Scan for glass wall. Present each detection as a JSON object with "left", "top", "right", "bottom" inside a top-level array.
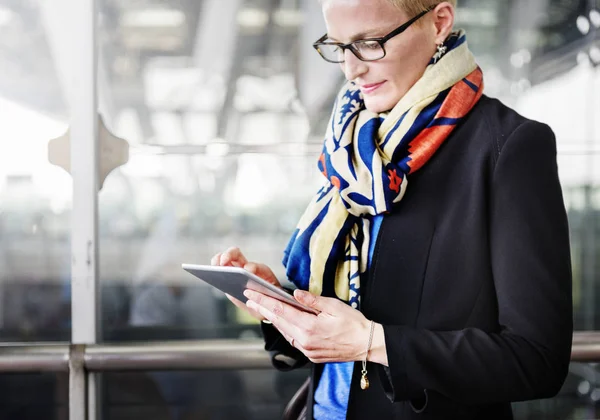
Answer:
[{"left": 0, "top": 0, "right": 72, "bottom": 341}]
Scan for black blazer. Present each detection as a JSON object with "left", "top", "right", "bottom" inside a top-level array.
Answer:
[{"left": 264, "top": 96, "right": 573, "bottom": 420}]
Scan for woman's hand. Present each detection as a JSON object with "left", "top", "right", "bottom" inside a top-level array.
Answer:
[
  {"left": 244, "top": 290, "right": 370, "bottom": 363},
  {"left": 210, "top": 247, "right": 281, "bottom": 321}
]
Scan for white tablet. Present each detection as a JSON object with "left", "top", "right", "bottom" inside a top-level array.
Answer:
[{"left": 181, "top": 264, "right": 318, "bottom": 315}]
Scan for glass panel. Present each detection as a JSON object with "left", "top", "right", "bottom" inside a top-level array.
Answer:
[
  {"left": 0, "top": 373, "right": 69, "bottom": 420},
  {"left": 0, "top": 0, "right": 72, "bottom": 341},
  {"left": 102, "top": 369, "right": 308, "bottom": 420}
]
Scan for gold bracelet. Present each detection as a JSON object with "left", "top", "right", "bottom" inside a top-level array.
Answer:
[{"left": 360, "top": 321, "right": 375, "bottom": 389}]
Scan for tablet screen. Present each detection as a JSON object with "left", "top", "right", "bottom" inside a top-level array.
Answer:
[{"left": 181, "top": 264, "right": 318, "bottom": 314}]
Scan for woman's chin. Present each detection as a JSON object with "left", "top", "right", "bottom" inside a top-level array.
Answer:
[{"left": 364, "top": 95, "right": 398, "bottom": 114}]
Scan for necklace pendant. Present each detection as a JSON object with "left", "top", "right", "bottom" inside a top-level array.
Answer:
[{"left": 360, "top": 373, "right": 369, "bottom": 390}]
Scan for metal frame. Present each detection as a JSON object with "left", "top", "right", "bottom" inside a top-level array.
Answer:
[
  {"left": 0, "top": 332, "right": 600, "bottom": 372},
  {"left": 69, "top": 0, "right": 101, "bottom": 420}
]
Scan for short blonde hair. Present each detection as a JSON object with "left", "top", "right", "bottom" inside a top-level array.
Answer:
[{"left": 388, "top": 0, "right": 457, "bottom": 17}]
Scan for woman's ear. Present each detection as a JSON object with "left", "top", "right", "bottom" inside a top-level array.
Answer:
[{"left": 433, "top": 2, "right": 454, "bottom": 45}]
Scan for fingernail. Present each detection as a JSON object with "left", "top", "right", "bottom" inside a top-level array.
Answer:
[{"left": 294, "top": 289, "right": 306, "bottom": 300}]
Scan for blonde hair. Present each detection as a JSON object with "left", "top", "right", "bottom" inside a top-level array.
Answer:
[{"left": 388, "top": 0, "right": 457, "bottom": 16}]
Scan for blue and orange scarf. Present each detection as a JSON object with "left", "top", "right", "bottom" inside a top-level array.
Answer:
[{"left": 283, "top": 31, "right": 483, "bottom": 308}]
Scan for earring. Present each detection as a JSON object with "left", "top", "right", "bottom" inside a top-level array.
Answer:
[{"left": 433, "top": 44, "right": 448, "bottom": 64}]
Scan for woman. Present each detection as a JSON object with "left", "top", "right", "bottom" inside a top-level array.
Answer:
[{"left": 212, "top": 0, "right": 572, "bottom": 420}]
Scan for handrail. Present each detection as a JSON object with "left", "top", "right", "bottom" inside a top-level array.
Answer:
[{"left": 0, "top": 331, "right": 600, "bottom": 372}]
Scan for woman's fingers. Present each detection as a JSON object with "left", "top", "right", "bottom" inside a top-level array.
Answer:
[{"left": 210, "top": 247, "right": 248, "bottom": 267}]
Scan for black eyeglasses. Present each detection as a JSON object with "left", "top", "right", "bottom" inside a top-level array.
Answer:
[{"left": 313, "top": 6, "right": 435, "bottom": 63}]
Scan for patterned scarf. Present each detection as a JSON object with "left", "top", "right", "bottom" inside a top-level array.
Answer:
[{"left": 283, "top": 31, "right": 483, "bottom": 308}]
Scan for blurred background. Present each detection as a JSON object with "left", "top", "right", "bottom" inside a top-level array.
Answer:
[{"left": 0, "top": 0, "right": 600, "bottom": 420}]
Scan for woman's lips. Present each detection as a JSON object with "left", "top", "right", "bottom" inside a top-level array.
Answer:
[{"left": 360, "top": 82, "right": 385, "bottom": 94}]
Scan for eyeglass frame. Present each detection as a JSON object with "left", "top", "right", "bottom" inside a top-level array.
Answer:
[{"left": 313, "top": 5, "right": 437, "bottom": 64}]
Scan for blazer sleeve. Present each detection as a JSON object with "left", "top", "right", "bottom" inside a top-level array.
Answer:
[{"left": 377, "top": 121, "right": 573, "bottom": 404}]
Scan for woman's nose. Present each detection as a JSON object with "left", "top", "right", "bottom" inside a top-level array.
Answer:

------------------------------------------------

[TASK TO COMPLETE]
Rewrite the entries from the line with "Scan for woman's lips." through the end of the entries, swapping "woman's" for "person's" and leaving everything else unchanged. Give only those lines.

[RESULT FOR THIS TASK]
Scan for person's lips. Present each detection as a JSON object with "left", "top", "right", "bottom" inside a top-level array.
Answer:
[{"left": 360, "top": 82, "right": 385, "bottom": 94}]
Scan for eyeglass frame. Present each detection as a JSON object with "left", "top", "right", "bottom" inside a top-level array.
Answer:
[{"left": 313, "top": 5, "right": 437, "bottom": 64}]
Scan for blazer sleeve. Present each detection as a JSON object with "left", "top", "right", "bottom" inside a top-level array.
Answer:
[{"left": 377, "top": 121, "right": 573, "bottom": 404}]
Scan for person's nose. Present each detection as a JSON object with "left", "top", "right", "bottom" inside a top-level array.
Answer:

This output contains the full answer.